WHAT YOU HAVE TO DO: Transcribe verbatim every line from the line containing "above and return bounding boxes." to the end of the entries, including both endpoints. Output nothing beyond those lines.

MATERIAL TO PROCESS:
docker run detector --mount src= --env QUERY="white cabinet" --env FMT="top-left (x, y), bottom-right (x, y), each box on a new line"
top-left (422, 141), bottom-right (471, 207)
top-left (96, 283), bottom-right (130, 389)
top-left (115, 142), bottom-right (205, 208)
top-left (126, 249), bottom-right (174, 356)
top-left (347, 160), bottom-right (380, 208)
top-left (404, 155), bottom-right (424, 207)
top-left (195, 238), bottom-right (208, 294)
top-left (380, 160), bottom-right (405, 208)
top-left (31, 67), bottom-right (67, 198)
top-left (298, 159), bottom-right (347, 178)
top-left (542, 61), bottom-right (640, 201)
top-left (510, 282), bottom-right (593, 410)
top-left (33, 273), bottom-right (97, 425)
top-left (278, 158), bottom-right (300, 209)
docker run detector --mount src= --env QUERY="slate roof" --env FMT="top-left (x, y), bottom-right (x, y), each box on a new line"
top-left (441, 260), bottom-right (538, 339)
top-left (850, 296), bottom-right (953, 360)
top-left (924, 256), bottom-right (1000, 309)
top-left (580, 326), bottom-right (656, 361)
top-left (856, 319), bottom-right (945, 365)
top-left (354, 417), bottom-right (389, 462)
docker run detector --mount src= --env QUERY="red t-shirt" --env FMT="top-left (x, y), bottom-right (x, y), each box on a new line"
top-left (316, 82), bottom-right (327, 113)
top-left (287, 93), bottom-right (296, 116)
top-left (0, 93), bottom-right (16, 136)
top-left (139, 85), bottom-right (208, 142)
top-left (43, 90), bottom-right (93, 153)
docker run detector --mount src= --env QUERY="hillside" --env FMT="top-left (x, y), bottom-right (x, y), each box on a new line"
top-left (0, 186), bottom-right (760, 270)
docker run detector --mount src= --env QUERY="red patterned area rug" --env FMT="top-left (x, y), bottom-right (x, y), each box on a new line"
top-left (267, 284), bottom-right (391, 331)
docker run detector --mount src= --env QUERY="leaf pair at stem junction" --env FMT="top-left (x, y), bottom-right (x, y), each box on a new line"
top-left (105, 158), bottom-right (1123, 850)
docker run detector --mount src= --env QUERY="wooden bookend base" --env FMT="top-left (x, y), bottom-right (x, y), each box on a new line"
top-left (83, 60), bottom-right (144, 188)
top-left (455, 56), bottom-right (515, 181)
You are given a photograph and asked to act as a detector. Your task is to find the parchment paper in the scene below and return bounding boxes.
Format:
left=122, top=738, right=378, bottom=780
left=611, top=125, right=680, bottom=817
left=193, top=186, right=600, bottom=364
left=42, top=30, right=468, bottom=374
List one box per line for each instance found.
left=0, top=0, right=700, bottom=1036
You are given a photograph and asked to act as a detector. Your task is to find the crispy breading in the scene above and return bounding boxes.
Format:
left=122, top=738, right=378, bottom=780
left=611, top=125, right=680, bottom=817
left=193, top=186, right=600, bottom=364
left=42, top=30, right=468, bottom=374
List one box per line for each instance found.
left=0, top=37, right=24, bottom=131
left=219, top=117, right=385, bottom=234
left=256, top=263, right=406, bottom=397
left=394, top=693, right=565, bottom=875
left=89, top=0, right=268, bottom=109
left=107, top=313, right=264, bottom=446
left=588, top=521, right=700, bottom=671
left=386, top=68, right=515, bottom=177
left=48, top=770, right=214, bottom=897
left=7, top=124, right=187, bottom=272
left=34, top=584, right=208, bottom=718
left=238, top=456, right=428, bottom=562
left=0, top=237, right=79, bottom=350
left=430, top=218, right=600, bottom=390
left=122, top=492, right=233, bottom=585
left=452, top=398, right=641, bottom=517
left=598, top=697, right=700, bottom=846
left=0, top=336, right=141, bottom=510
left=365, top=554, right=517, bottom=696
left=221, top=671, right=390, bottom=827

EXERCISE ANSWER:
You are given a photograph and asked to act as a detector. Your task is to find the crispy breading in the scene above and return bounding boxes.
Format:
left=122, top=738, right=378, bottom=780
left=611, top=125, right=680, bottom=817
left=193, top=186, right=600, bottom=364
left=42, top=30, right=468, bottom=374
List one box per line for each instance found.
left=0, top=37, right=24, bottom=131
left=219, top=117, right=385, bottom=234
left=256, top=263, right=406, bottom=397
left=394, top=693, right=565, bottom=875
left=89, top=0, right=268, bottom=109
left=107, top=313, right=264, bottom=446
left=588, top=521, right=700, bottom=671
left=386, top=68, right=515, bottom=177
left=48, top=770, right=214, bottom=897
left=7, top=124, right=187, bottom=272
left=34, top=584, right=208, bottom=718
left=238, top=456, right=428, bottom=562
left=0, top=237, right=79, bottom=350
left=430, top=218, right=600, bottom=390
left=122, top=492, right=233, bottom=585
left=452, top=398, right=641, bottom=517
left=598, top=697, right=700, bottom=846
left=0, top=336, right=141, bottom=510
left=365, top=554, right=517, bottom=696
left=221, top=671, right=390, bottom=827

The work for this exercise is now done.